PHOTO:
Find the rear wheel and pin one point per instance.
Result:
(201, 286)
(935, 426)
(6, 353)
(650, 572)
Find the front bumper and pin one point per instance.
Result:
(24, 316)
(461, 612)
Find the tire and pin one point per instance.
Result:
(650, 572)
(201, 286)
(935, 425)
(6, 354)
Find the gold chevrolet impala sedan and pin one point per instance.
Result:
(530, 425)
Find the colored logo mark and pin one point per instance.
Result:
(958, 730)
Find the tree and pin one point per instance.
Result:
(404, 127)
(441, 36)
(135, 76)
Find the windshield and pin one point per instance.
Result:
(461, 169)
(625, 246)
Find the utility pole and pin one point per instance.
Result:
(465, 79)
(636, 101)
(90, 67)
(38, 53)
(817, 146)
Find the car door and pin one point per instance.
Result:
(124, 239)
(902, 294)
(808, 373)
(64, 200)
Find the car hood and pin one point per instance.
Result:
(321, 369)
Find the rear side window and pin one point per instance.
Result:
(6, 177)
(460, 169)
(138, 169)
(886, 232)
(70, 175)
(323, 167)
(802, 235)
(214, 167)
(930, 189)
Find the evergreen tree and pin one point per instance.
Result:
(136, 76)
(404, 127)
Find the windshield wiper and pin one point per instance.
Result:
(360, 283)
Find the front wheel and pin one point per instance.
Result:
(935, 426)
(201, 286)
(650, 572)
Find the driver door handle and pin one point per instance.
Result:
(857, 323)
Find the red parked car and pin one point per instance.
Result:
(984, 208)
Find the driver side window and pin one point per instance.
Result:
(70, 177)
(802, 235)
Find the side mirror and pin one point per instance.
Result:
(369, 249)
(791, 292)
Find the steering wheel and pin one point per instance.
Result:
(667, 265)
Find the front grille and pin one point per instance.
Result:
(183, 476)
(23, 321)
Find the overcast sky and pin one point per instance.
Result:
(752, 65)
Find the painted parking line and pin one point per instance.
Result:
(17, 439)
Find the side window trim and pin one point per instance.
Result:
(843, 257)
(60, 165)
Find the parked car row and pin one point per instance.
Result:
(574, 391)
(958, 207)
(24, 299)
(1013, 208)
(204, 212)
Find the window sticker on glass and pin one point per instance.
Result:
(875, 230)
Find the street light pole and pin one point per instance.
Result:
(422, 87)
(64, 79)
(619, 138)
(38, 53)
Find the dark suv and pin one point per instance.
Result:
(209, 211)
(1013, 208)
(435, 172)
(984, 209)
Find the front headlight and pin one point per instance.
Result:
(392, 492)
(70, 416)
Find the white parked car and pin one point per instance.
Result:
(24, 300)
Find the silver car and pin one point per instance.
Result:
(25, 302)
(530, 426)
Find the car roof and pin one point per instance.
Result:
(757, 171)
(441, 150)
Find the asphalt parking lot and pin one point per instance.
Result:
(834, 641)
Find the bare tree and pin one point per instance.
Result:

Instructions to follow ▸ Give an exact copy of all the data shown above.

Response to this exercise ▸
PHOTO:
Find the rear wheel and pin one point per instance.
Result:
(201, 286)
(935, 426)
(6, 353)
(650, 572)
Find the front bumper and pin one point per instance.
Result:
(24, 316)
(461, 612)
Find the tire and pin one point per instance.
Result:
(650, 572)
(201, 286)
(935, 425)
(6, 354)
Find the gold chevrolet impala sedan and pin one point per instance.
Result:
(530, 425)
Find the colored logo mark and pin one point per instance.
Result:
(958, 730)
Find the tree and pin one point per instance.
Result:
(404, 127)
(441, 36)
(135, 76)
Find the windshield and pin one point per instance.
Result:
(461, 169)
(625, 246)
Find the utility pole and pin one point per instance.
Result:
(465, 79)
(636, 101)
(90, 67)
(38, 53)
(817, 146)
Find the car door and pin one point per instance.
Result:
(124, 239)
(902, 294)
(808, 373)
(64, 200)
Find the car hood and pin one point per instance.
Result:
(321, 369)
Find the rear side window and pin one point per instance.
Result:
(6, 177)
(460, 169)
(138, 169)
(886, 232)
(70, 175)
(323, 167)
(802, 235)
(214, 167)
(930, 189)
Find the evergreen tree and pin one point per instance.
Result:
(136, 76)
(404, 127)
Find the windshield wiper and pin one point per instance.
Result:
(360, 283)
Find the front wheel and pin one point per instance.
Result:
(935, 426)
(201, 286)
(650, 572)
Find the driver door handle and pin one point per instance.
Result:
(857, 323)
Find the red parked car and pin one point per instance.
Result:
(984, 208)
Find the driver side window and pin one point per instance.
Result:
(70, 177)
(802, 235)
Find the side mirror and pin one point per instance.
Result:
(369, 249)
(791, 292)
Find the steering wheel and pin one point per instance.
Result:
(667, 265)
Find the front grille and pin one point per instance.
Result:
(183, 476)
(23, 321)
Find the overcast sky and pin one point per instance.
Result:
(752, 65)
Find the painted parking line and pin one point per instance.
Result:
(17, 439)
Find the side window trim and pin one point per instance.
Result:
(843, 257)
(60, 165)
Find the parked car row and pin one point per instance.
Result:
(574, 391)
(958, 207)
(24, 299)
(1013, 208)
(204, 212)
Find the window sticker on glass and pin one point per instance.
Result:
(875, 230)
Find the street light pole and pin one point per instance.
Result:
(422, 87)
(64, 79)
(619, 138)
(38, 53)
Find the dark suv and pin one point per instance.
Result:
(209, 211)
(1013, 208)
(435, 172)
(984, 209)
Find the front headlight and pin one point per instance.
Result:
(392, 492)
(70, 416)
Find the white parked car and pin one point per instance.
Result:
(24, 300)
Find the silver car and pin one point per instance.
Result:
(25, 302)
(530, 426)
Find the car roof and pin one point per instance.
Result:
(757, 171)
(441, 150)
Find the asphalt parking lot and pin one point per instance.
Result:
(834, 641)
Find the bare tree and pin one point per instance.
Result:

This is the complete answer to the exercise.